--- START ---
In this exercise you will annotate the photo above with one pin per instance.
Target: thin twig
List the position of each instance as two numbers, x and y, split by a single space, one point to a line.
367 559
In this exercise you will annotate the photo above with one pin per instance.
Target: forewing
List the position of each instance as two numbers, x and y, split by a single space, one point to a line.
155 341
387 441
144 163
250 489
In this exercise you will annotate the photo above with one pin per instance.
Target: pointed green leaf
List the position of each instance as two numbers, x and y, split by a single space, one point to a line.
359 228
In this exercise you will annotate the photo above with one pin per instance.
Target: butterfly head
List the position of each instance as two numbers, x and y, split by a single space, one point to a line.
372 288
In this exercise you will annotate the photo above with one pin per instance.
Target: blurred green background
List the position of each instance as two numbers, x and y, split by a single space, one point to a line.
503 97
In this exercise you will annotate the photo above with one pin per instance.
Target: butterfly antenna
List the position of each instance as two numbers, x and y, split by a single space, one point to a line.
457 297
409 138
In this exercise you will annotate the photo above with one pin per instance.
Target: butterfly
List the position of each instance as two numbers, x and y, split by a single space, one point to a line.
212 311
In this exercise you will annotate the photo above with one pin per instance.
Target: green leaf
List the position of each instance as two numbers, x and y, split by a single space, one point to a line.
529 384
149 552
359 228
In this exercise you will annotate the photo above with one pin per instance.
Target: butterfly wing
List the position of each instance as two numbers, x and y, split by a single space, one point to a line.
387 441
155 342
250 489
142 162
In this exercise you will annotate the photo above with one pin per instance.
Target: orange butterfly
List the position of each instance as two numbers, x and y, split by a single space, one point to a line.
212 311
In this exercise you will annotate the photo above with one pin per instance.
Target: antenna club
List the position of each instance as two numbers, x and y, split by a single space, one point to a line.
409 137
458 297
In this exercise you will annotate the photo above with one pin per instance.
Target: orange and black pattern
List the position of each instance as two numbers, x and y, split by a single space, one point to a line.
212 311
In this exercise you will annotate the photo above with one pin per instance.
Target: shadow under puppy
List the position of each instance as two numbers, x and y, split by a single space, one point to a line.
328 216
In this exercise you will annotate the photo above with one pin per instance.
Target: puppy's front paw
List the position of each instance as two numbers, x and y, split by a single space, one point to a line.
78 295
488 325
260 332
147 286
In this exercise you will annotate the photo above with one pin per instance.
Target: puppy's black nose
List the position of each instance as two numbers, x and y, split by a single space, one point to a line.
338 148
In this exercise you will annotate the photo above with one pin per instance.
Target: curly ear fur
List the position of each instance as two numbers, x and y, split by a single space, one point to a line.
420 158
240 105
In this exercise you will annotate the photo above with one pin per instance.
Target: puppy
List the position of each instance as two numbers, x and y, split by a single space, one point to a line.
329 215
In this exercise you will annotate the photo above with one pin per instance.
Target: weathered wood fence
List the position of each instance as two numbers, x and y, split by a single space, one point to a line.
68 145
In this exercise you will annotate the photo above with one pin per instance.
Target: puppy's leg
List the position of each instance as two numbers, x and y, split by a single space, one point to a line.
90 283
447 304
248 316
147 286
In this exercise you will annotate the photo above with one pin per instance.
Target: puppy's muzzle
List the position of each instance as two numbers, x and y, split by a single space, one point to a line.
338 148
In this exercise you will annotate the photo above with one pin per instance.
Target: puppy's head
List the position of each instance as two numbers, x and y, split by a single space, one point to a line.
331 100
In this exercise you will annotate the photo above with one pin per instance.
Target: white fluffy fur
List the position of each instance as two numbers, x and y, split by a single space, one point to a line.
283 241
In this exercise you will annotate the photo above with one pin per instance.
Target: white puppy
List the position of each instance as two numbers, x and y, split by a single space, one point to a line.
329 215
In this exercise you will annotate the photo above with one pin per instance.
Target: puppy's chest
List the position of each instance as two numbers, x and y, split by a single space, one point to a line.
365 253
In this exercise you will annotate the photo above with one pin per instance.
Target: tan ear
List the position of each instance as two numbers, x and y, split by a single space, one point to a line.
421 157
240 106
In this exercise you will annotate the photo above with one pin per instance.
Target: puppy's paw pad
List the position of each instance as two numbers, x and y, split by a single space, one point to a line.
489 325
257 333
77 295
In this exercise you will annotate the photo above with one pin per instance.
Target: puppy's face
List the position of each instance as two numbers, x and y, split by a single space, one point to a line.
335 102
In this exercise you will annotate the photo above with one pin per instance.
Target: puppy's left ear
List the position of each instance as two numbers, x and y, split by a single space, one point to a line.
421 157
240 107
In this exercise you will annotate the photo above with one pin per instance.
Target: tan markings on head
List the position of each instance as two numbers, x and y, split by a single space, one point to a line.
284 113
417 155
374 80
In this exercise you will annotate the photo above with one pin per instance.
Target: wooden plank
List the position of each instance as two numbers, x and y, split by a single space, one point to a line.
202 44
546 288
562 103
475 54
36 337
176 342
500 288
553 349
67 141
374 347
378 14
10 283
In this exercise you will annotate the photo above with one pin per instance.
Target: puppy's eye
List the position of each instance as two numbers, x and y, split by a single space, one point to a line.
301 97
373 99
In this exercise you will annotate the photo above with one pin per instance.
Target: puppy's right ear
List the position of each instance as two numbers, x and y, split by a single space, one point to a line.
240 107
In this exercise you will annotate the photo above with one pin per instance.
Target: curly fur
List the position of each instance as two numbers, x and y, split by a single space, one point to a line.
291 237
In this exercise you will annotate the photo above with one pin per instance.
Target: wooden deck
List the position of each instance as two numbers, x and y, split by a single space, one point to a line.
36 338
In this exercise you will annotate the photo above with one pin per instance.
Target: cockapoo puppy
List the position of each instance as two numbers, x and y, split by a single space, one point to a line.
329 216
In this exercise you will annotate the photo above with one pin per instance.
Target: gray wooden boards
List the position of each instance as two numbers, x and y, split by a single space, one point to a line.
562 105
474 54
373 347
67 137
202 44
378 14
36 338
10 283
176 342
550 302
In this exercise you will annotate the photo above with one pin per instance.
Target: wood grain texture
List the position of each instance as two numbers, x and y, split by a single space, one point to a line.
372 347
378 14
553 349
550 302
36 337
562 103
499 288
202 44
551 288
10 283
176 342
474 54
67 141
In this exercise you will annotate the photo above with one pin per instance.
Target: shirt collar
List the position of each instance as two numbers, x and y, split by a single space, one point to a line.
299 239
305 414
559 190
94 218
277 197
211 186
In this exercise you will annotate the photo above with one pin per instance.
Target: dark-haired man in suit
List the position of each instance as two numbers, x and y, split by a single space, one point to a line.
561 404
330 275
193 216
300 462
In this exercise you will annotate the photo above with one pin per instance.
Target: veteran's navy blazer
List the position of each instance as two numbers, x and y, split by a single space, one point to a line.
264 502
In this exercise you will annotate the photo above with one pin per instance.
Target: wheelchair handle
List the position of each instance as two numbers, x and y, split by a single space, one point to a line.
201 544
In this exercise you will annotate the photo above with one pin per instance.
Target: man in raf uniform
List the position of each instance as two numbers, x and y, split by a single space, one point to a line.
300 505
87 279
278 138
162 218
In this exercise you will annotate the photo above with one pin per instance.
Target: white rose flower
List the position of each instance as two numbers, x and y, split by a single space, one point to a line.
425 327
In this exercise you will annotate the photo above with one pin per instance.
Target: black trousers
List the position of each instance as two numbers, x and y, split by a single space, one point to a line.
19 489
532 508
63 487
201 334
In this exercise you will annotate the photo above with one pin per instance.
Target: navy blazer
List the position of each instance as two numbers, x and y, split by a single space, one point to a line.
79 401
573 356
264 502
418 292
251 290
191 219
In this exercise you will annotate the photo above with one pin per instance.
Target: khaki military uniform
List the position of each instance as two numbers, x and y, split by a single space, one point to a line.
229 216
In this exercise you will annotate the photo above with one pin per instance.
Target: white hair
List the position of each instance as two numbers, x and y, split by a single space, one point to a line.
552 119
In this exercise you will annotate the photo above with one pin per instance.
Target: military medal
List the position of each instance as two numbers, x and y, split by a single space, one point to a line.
--- END ---
§ Activity: Scan the entries and show every line in which the word "butterfly" is found.

§ Completed task:
Target: butterfly head
Target: butterfly antenna
Target: butterfly
Target: butterfly wing
Target: orange butterfly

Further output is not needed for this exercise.